_Description of the task_
Report, copied word for word, every line in the listing below that contains the string "front".

_Records to process_
——————————

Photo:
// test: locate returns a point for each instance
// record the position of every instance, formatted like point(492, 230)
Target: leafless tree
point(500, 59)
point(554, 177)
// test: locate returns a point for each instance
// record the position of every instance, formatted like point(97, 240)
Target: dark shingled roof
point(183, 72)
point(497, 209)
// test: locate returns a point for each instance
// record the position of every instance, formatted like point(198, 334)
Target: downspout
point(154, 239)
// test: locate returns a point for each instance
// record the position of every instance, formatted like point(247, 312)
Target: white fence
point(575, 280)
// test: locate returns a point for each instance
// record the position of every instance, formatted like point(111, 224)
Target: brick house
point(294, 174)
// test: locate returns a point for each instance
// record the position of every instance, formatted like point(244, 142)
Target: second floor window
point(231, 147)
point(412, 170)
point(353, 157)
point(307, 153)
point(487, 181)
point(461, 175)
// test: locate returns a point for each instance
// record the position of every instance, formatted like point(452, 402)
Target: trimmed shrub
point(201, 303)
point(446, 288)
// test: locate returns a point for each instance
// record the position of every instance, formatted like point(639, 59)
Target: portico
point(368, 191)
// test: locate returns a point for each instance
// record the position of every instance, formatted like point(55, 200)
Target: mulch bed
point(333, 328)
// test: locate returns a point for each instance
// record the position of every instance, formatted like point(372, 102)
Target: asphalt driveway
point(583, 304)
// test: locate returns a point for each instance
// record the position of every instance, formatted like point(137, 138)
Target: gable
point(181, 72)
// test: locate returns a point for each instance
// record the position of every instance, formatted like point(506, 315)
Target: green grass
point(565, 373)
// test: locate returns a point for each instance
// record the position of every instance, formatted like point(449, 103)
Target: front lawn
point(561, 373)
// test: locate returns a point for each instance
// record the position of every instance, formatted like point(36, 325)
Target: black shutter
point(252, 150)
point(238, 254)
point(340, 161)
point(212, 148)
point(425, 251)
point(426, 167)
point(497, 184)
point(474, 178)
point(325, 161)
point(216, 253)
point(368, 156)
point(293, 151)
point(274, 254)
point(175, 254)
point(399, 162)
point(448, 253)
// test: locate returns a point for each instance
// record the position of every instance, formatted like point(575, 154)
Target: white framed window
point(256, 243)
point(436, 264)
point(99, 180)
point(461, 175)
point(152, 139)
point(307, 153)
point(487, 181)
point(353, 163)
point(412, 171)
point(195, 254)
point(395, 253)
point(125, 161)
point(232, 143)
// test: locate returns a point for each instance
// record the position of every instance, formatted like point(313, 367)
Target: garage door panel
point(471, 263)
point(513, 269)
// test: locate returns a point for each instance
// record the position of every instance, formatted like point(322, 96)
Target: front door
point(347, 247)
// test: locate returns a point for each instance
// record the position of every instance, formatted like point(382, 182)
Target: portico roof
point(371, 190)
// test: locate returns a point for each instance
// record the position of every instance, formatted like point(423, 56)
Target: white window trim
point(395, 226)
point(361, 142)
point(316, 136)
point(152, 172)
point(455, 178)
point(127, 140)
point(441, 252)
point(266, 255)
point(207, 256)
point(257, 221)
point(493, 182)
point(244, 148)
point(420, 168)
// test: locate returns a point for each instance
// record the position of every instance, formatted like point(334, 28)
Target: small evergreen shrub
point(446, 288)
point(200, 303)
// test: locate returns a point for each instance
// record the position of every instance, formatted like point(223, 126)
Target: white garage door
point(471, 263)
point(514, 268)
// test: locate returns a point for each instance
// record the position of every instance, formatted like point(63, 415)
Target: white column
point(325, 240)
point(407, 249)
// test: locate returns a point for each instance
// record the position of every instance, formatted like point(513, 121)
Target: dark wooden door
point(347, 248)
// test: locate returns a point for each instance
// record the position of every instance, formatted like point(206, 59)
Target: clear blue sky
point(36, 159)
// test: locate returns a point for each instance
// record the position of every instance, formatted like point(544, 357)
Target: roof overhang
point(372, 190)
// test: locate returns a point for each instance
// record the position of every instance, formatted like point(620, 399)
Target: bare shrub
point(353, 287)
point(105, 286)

——————————

_Response_
Target: front lawn
Target: front door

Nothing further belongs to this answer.